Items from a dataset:
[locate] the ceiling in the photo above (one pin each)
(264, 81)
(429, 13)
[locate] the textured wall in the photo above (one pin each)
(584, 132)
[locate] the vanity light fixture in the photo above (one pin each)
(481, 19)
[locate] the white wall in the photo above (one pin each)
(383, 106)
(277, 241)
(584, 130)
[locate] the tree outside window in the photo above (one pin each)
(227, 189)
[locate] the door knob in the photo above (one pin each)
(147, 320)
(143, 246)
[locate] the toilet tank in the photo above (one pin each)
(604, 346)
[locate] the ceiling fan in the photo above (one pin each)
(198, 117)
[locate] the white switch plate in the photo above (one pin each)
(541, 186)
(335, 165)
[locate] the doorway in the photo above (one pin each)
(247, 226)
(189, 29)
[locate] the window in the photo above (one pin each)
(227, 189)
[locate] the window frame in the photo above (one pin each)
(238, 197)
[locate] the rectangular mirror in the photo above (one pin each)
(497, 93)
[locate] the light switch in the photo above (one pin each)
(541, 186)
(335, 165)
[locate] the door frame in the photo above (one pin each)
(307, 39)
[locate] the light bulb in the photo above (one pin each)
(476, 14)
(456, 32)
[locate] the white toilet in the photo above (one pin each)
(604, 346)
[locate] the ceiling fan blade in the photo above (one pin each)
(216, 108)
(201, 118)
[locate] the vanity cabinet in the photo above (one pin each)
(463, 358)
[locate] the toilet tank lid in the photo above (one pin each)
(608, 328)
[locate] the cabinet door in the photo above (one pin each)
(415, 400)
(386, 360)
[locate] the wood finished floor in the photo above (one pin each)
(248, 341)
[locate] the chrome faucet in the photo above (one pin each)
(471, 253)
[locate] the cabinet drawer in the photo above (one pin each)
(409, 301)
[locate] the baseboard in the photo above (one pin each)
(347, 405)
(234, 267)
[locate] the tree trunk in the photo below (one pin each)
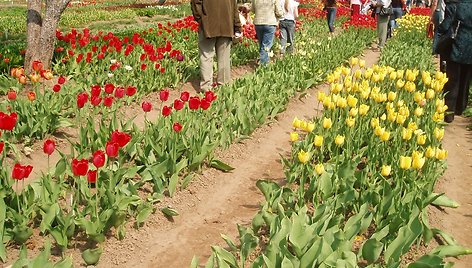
(41, 33)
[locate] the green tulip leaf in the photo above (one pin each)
(215, 163)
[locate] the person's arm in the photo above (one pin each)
(197, 9)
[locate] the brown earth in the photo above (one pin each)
(215, 202)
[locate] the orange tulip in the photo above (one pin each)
(31, 95)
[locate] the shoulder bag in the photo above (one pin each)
(446, 40)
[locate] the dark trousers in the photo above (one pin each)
(457, 87)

* _Direction_:
Recast the rows above as a two-column CSV with the header instruction,points and one line for each [locate] line. Put the [locate] text in the instruction field and the coordinates that follow it in the points field, quote both fields, turn line breaks into spaces, and omit the picture placeholder.

* _Output of the exercise_:
instruction,points
"[locate] the ceiling in the photo above (one pin each)","(264, 81) (429, 13)"
"[locate] the textured wall in the photo above (one pin each)","(584, 132)"
"[locate] the vanity light fixture in the photo above (one pin each)","(481, 19)"
"[locate] the white wall in the photo above (one pin each)","(383, 106) (277, 241) (584, 130)"
"[locate] the tree outside window in the photo above (one pin each)","(227, 189)"
"[locate] the door knob in the photo above (one pin each)","(147, 320) (143, 246)"
"[locate] the toilet tank in the photo above (one pin each)","(604, 346)"
"[locate] the ceiling fan in the photo above (one pin each)","(198, 117)"
"[locate] the white switch plate in the photo above (one pin each)","(541, 186) (335, 165)"
"[locate] the doorway in the photo above (one pin each)","(247, 226) (189, 29)"
"[locate] the window in the photo above (one pin each)","(227, 189)"
"[locate] the window frame in the photo above (one pin each)","(238, 197)"
"[locate] the rectangular mirror in the photo above (one pin each)","(497, 93)"
"[locate] the light switch in the photo above (one pin each)","(541, 186) (335, 165)"
"[locate] the door frame in the photo above (one pin each)","(307, 39)"
"[locate] the light bulb in the photo above (one pin each)","(476, 14) (456, 32)"
"[locate] the white toilet in the photo above (one pin each)","(604, 346)"
"[locate] the ceiling fan blade in the photo above (one pin each)","(216, 108) (201, 118)"
"[locate] the vanity cabinet in the photo above (one pin each)","(463, 358)"
"[locate] the toilet tank lid in the photo above (one pin each)","(608, 328)"
"[locate] the cabinet door in the photo above (one pin each)","(415, 400) (386, 360)"
"[locate] the wood finished floor in the photo above (one pin each)","(248, 341)"
"[locate] the chrome faucet in the photo above (one pin each)","(471, 253)"
"[locate] the cabinet drawer in the photo above (one pin each)","(409, 301)"
"[locate] the baseboard in the photo above (one pin each)","(347, 405) (234, 267)"
"[locate] the tree trunk in the photo below (one pin each)","(41, 33)"
"[locate] the green tulip leaf in the photo above (one pin each)","(215, 163)"
"[locate] the person's arm in the photo above (one pin each)","(197, 9)"
"[locate] the brown earth in the photo above (one pin each)","(215, 202)"
"[locate] the orange tulip in the photo above (one pin each)","(31, 95)"
"[locate] the shoulder bag in the photo above (one pin each)","(446, 40)"
"[locate] the dark trousers in the photo above (one pin each)","(457, 87)"